== REQUIREMENT ==
Every entry must be given again exactly.

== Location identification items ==
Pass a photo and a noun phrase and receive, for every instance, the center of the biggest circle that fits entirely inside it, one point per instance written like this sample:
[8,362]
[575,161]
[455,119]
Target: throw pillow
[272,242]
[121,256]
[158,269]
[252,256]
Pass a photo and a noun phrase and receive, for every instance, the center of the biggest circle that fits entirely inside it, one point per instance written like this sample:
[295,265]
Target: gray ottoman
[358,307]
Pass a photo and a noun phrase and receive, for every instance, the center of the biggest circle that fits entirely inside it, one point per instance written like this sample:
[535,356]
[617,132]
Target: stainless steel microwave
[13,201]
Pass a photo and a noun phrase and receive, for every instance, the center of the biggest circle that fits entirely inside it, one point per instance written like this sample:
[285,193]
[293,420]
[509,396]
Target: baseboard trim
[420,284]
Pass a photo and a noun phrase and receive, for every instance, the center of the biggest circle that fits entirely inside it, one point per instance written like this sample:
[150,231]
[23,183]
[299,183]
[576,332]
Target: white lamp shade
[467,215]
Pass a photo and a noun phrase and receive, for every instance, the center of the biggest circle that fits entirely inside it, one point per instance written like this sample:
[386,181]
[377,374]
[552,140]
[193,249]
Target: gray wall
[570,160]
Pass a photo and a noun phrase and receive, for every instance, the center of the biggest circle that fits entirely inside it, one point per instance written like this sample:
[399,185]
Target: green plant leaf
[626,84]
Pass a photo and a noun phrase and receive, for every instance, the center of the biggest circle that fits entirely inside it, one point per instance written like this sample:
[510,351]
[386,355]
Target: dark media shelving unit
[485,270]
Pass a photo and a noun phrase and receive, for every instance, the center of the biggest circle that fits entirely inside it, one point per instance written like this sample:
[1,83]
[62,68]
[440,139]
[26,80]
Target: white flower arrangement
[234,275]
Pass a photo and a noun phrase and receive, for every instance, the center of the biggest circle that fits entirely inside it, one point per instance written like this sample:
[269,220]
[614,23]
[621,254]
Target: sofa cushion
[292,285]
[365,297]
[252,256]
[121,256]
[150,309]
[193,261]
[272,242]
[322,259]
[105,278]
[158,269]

== COMPLETE OUTPUT ==
Pass a photo and a noun phrase and receive, for every instance, the center of the biggest circle that fits entirely inside it, one point per instance written like this sample:
[8,362]
[575,161]
[455,119]
Target: throw pillow
[272,242]
[121,256]
[158,269]
[252,256]
Pass a photo and a noun phrase and receive, for every instance, the center of the biggest circle that fits entirely inside it, one point per instance written like this sample:
[295,265]
Target: gray ottoman
[358,307]
Pass a photo and a noun phrase and receive, for every instance, the center of the biggest circle that fits entirely inside it, one point per instance written like this sample:
[535,356]
[617,132]
Target: stainless steel microwave
[13,201]
Pass a photo and a noun phrase and receive, for every instance, the center of the biggest circle that fits entirely inside it, one point per instance written like this sample:
[285,193]
[293,420]
[509,396]
Target: baseboard trim
[420,284]
Pass a photo and a noun phrase and receive, for every instance, the center of the biggest circle that fits entirely inside it, one point per instance written like this sample:
[150,231]
[23,183]
[299,183]
[576,332]
Target: white lamp shade
[467,215]
Pass a photo and a noun phrase and receive, for every instance, the center of the biggest circle that fits entirely inside it, one point per instance written like this sample:
[386,181]
[377,374]
[552,140]
[193,249]
Target: gray wall
[570,160]
Pass a photo and a noun phrase and receive, for every instance, the center of the biggest circle that fits entirely inside it, one point per instance written like this sample:
[399,185]
Target: green plant leaf
[626,84]
Pass a photo and a noun phrase and receive, for every instance, the center of the biggest circle that fits entirely inside it, one point per instance written like this sample:
[510,351]
[386,355]
Target: dark media shelving unit
[485,270]
Pass a photo and a noun phrase and receive, for every instance, the center of the biggest circle that fits entirely inside it, one point per instance written like this sample:
[1,83]
[62,68]
[440,139]
[26,80]
Target: white flower arrangement
[234,275]
Pass a photo and a noun phrase and receive, for every instance, the center of the biggest circle that fits entirely inside it, one point per instance written like this sample:
[269,220]
[614,23]
[621,254]
Target: sofa cushion
[292,285]
[365,297]
[252,256]
[121,256]
[150,309]
[193,261]
[272,242]
[322,259]
[105,278]
[158,269]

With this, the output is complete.